What you will do: Restate the records below exactly. Pictures are not part of the copy.

[Point localization data]
────────

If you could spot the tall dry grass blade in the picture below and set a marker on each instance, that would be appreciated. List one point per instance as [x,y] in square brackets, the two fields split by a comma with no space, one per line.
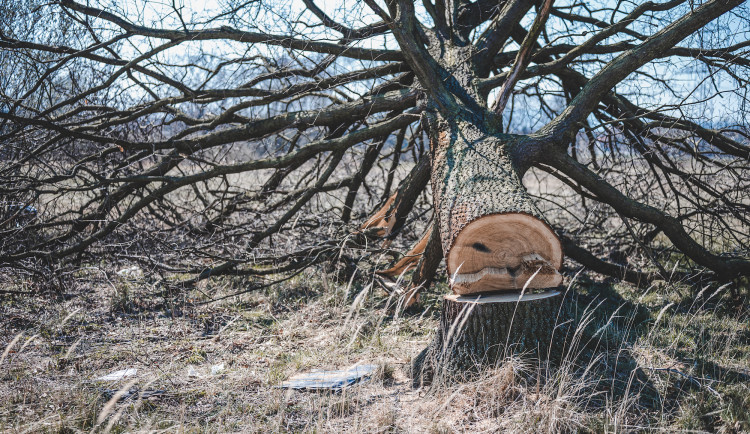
[107,409]
[9,346]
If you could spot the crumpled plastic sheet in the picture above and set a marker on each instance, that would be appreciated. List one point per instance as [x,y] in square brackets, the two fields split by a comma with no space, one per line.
[330,380]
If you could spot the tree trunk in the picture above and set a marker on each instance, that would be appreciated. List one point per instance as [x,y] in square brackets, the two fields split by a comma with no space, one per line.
[493,236]
[482,330]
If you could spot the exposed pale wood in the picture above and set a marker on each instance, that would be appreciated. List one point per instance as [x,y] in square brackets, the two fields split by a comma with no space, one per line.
[489,225]
[504,252]
[481,330]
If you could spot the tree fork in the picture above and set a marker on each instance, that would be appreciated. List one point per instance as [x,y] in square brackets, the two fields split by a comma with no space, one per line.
[493,236]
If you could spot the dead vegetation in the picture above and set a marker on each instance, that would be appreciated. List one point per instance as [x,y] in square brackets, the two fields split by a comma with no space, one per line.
[666,358]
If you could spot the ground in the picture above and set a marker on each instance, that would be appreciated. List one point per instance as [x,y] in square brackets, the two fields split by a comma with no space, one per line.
[669,357]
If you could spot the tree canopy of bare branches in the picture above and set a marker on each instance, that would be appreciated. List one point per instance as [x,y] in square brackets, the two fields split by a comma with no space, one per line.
[257,137]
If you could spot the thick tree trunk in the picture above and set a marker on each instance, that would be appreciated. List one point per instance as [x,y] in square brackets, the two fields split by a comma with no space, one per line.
[493,236]
[481,330]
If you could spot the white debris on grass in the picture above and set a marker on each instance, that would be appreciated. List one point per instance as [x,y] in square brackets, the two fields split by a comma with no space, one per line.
[217,369]
[118,375]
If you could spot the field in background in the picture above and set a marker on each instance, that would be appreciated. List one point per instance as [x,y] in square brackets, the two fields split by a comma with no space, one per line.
[668,358]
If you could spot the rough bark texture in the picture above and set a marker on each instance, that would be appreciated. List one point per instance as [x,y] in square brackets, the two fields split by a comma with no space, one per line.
[477,331]
[489,225]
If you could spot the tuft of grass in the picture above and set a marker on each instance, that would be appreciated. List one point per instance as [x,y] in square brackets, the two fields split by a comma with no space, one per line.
[667,358]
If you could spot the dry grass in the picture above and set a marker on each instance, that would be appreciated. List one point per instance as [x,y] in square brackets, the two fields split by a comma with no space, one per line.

────────

Result of the task:
If you could spot the tall dry grass blade in the picture below and set a marker on each instance, that would be appreciated. List one point per instance as [x,y] in square brackets, the two fields split by a comma with no space, one per line.
[107,409]
[9,346]
If you could spot the crumpled plastic sheet in the picture above and set a marker on each instance, that would be appreciated. List one point per instance as [x,y] in square brackets, the two fields split by a comma with no space, one per line.
[330,380]
If you could spot the tree trunk in the picture above and set a marker on each instance, that would be appreciated. List one point per instance as [x,y] in square brackets, the two fields split by a comma with no space, one per line.
[493,236]
[482,330]
If you could spot the exposed pale wood in the picture above and set a marker on each instance, that would be appreciated. List one point per instance as [x,y] in square brackets, the two fields split by a comma with no space, one per line.
[489,225]
[504,252]
[481,330]
If you could spot the tree fork in the picture above and set a marker on each instance, that would be appreciated. List one point per instance as [x,y] in square brackets, the two fields split by a comma with no space, one per line.
[493,236]
If you could spot the dead vegetation in the picture above and set a marker on each instance, that would be appreciated. List one point per instance as [x,y] in square brackets, the two fields split by a comma with no space, one per line.
[666,358]
If you could spot the ground in the picture above and set a marker on each instance, that would be appreciated. List one point per instance as [x,y] in square brackets, the two fields split by a comma with no space, one per line.
[669,357]
If you could spot the tree canopy of bare branches in the picture above and set a marker on each instance, that would be appreciated. List one point per instance as [x,y] in square brackets, the two fields split by a comma with no space, one per line.
[257,137]
If you could spot the thick tree trunk in the picture above and set a marker on each instance, that would be appreciated. List one point per instance as [x,y] in square brackets, the two fields split by a comma with no space, one per line.
[493,236]
[481,330]
If you could spot the white debris on grass in the picture above and set a marker on each instance, that would be appreciated. List one point per instance as [x,y] in square brackets, the two fields split by a comma with no space, one per line.
[217,369]
[118,375]
If you could spot the field in background in the picture above and set a marker on each instance, that would be appreciated. List one point per instance as [x,y] in square brackets, the two fields split by a comma with no space, one per line.
[668,358]
If you could spot the rough bark texture in the picture above and set a marker on each instance, that would be appreciated. List one point per instance as [x,y] in square brackets, the two fields split by a comma with no space, one per line.
[477,331]
[489,225]
If you could spot the tuft of grass in the picture above and set a marker on each instance, that would be appreciated. List one point per instance as [x,y] in square brackets, the two fields split by a comma with no space, one per line.
[667,358]
If you could spot the dry grass in the picture above and set a marker on each instance, that would be appreciated. List one point per instance as [x,y] in square brackets, the two fields split by a comma with no space, one per line.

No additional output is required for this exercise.